WHAT TO PRODUCE: Express each line of the material below as a string in a single JSON list, one string per line, leaving out blank lines. Do not include any images in your answer.

Start of INFORMATION SHOWN

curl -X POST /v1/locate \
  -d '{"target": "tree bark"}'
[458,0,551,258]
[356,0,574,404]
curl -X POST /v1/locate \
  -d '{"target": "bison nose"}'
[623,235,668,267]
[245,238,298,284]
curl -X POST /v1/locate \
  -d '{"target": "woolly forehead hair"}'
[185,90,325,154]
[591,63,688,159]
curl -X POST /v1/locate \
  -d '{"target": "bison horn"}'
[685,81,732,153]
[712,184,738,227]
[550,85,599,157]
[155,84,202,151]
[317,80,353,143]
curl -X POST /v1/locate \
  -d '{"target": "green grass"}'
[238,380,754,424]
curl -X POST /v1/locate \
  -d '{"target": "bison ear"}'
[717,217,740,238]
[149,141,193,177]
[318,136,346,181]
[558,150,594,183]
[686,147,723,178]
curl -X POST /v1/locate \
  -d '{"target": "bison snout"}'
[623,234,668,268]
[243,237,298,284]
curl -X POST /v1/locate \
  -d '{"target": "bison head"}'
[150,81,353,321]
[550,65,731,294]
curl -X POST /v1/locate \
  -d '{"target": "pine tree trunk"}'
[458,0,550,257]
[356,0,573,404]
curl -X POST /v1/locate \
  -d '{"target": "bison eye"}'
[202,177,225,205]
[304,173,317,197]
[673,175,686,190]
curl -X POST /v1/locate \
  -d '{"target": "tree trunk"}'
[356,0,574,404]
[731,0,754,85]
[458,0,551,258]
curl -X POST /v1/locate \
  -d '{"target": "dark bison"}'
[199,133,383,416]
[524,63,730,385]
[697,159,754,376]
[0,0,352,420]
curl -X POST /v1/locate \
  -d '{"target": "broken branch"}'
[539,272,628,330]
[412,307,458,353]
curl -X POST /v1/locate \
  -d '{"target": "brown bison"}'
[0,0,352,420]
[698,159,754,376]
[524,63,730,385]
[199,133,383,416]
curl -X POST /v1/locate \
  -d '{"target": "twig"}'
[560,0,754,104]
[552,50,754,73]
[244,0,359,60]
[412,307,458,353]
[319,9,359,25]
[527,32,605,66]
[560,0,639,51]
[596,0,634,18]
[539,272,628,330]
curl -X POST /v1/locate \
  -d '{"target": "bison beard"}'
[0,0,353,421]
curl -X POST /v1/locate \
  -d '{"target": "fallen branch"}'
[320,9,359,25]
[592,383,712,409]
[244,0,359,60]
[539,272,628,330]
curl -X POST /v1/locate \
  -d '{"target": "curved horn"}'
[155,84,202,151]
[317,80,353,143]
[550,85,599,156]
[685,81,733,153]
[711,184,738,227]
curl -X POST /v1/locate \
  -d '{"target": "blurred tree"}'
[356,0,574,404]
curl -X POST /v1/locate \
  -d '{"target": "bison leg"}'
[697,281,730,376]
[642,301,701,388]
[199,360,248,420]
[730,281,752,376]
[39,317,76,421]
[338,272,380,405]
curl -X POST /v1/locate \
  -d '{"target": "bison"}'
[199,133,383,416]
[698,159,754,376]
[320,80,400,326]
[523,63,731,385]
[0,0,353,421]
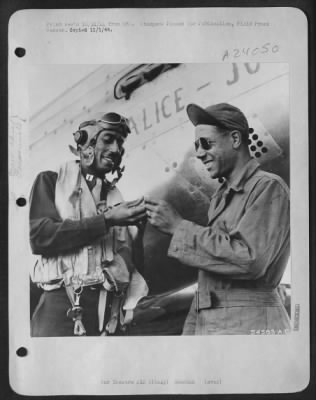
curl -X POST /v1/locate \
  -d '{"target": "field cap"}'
[187,103,249,134]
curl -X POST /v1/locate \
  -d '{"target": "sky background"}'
[28,64,99,116]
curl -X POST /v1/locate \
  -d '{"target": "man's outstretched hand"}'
[104,197,147,226]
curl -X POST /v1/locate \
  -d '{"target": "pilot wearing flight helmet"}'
[146,103,290,335]
[30,112,148,336]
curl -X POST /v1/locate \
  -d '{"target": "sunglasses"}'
[97,113,130,132]
[194,138,213,151]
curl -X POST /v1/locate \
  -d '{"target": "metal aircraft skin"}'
[31,63,290,335]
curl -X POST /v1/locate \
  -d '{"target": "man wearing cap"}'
[146,103,290,335]
[30,112,148,336]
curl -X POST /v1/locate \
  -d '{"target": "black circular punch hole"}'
[14,47,26,58]
[16,197,26,207]
[16,347,27,357]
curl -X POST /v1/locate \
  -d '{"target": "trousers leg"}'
[31,288,99,337]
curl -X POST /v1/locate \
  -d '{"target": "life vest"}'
[31,161,146,290]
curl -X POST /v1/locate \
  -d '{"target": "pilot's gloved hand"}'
[103,197,147,226]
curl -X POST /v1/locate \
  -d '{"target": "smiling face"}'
[92,130,124,176]
[195,125,237,180]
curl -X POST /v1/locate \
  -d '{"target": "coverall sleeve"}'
[30,171,106,257]
[168,180,290,279]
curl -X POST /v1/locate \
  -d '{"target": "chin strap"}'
[108,165,125,189]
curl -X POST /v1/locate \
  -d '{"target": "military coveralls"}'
[168,159,290,335]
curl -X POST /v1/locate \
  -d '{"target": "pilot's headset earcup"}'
[111,149,125,174]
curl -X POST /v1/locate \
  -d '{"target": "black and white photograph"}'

End of INFORMATION SHOWN

REPLY TO THE EXERCISE:
[
  "curl -X POST /v1/locate \\",
  "  -d '{\"target\": \"tree bark\"}'",
  "[458,0,551,258]",
  "[356,0,574,404]",
  "curl -X POST /v1/locate \\",
  "  -d '{\"target\": \"bison nose\"}'",
  "[623,235,668,267]",
  "[245,238,298,284]",
  "curl -X POST /v1/locate \\",
  "  -d '{\"target\": \"woolly forehead hair\"}'",
  "[185,90,325,154]",
  "[591,63,688,159]",
  "curl -X POST /v1/locate \\",
  "  -d '{\"target\": \"bison horn\"}'",
  "[685,81,732,153]",
  "[712,184,738,227]",
  "[550,85,599,157]",
  "[155,84,202,151]",
  "[317,80,353,143]",
  "curl -X POST /v1/locate \\",
  "  -d '{\"target\": \"green grass\"}'",
  "[238,380,754,424]",
  "curl -X POST /v1/locate \\",
  "  -d '{\"target\": \"bison ear\"}'",
  "[717,217,740,238]",
  "[149,141,193,177]",
  "[318,136,346,181]",
  "[558,150,594,183]",
  "[686,147,723,178]",
  "curl -X POST /v1/locate \\",
  "  -d '{\"target\": \"bison snout\"}'",
  "[623,234,668,268]",
  "[243,237,298,284]",
  "curl -X POST /v1/locate \\",
  "  -d '{\"target\": \"bison head\"}'",
  "[150,81,353,321]",
  "[550,65,731,294]",
  "curl -X POST /v1/locate \\",
  "  -d '{\"target\": \"pine tree trunk\"}'",
  "[458,0,550,257]",
  "[356,0,573,404]",
  "curl -X POST /v1/locate \\",
  "  -d '{\"target\": \"bison eye\"}'",
  "[202,177,225,205]",
  "[304,173,317,197]",
  "[673,175,686,190]",
  "curl -X POST /v1/locate \\",
  "  -d '{\"target\": \"tree trunk\"}'",
  "[356,0,574,404]",
  "[731,0,754,85]",
  "[458,0,551,258]",
  "curl -X POST /v1/locate \\",
  "  -d '{\"target\": \"dark bison\"}'",
  "[199,133,383,416]",
  "[524,63,730,385]",
  "[697,159,754,376]",
  "[0,0,352,420]",
  "curl -X POST /v1/locate \\",
  "  -d '{\"target\": \"broken branch\"}'",
  "[539,272,628,330]",
  "[412,307,458,353]",
  "curl -X POST /v1/locate \\",
  "  -d '{\"target\": \"brown bison\"}'",
  "[0,0,352,420]",
  "[698,159,754,376]",
  "[524,63,730,385]",
  "[199,133,383,416]",
  "curl -X POST /v1/locate \\",
  "  -d '{\"target\": \"twig\"}'",
  "[560,0,754,104]",
  "[552,50,754,73]",
  "[244,0,359,60]",
  "[412,307,458,353]",
  "[319,9,359,25]",
  "[527,32,605,66]",
  "[560,0,639,51]",
  "[596,0,634,18]",
  "[539,272,628,330]",
  "curl -X POST /v1/locate \\",
  "  -d '{\"target\": \"bison beard\"}'",
  "[0,0,353,421]",
  "curl -X POST /v1/locate \\",
  "  -d '{\"target\": \"fallen branch\"}'",
  "[320,9,359,25]",
  "[592,383,712,409]",
  "[244,0,359,60]",
  "[539,272,628,330]",
  "curl -X POST /v1/locate \\",
  "  -d '{\"target\": \"curved horn\"}'",
  "[155,84,202,151]",
  "[317,80,353,143]",
  "[550,85,599,156]",
  "[685,81,733,153]",
  "[711,184,738,227]",
  "curl -X POST /v1/locate \\",
  "  -d '{\"target\": \"blurred tree\"}'",
  "[356,0,574,404]",
  "curl -X POST /v1/locate \\",
  "  -d '{\"target\": \"bison leg\"}'",
  "[697,281,730,376]",
  "[642,301,701,388]",
  "[199,360,248,420]",
  "[730,281,752,376]",
  "[39,317,76,421]",
  "[338,272,380,405]",
  "curl -X POST /v1/locate \\",
  "  -d '{\"target\": \"bison\"}'",
  "[199,133,383,416]",
  "[698,159,754,376]",
  "[320,80,400,326]",
  "[523,63,731,385]",
  "[0,0,353,421]",
  "curl -X POST /v1/locate \\",
  "  -d '{\"target\": \"field cap\"}'",
  "[187,103,249,134]",
  "curl -X POST /v1/locate \\",
  "  -d '{\"target\": \"sky background\"}'",
  "[28,64,99,116]",
  "curl -X POST /v1/locate \\",
  "  -d '{\"target\": \"man's outstretched hand\"}'",
  "[104,197,147,226]",
  "curl -X POST /v1/locate \\",
  "  -d '{\"target\": \"pilot wearing flight helmet\"}'",
  "[146,103,290,335]",
  "[30,112,148,336]",
  "curl -X POST /v1/locate \\",
  "  -d '{\"target\": \"sunglasses\"}'",
  "[97,113,130,132]",
  "[194,138,213,151]",
  "curl -X POST /v1/locate \\",
  "  -d '{\"target\": \"metal aircraft skin\"}'",
  "[31,63,290,335]",
  "curl -X POST /v1/locate \\",
  "  -d '{\"target\": \"man wearing cap\"}'",
  "[146,103,290,335]",
  "[30,112,148,336]",
  "curl -X POST /v1/locate \\",
  "  -d '{\"target\": \"black circular punch hole\"}'",
  "[14,47,26,58]",
  "[16,197,26,207]",
  "[16,347,27,357]",
  "curl -X POST /v1/locate \\",
  "  -d '{\"target\": \"trousers leg\"}'",
  "[31,288,99,337]",
  "curl -X POST /v1/locate \\",
  "  -d '{\"target\": \"life vest\"}'",
  "[31,161,146,290]",
  "curl -X POST /v1/locate \\",
  "  -d '{\"target\": \"pilot's gloved hand\"}'",
  "[103,197,147,226]",
  "curl -X POST /v1/locate \\",
  "  -d '{\"target\": \"smiling face\"}'",
  "[92,130,124,176]",
  "[195,125,237,180]",
  "curl -X POST /v1/locate \\",
  "  -d '{\"target\": \"coverall sleeve\"}'",
  "[30,171,106,257]",
  "[168,180,290,279]",
  "curl -X POST /v1/locate \\",
  "  -d '{\"target\": \"chin strap\"}'",
  "[108,165,125,189]",
  "curl -X POST /v1/locate \\",
  "  -d '{\"target\": \"military coveralls\"}'",
  "[168,159,290,335]",
  "curl -X POST /v1/locate \\",
  "  -d '{\"target\": \"pilot's headset earcup\"}'",
  "[111,149,125,174]",
  "curl -X POST /v1/locate \\",
  "  -d '{\"target\": \"black and white photograph\"}'"
]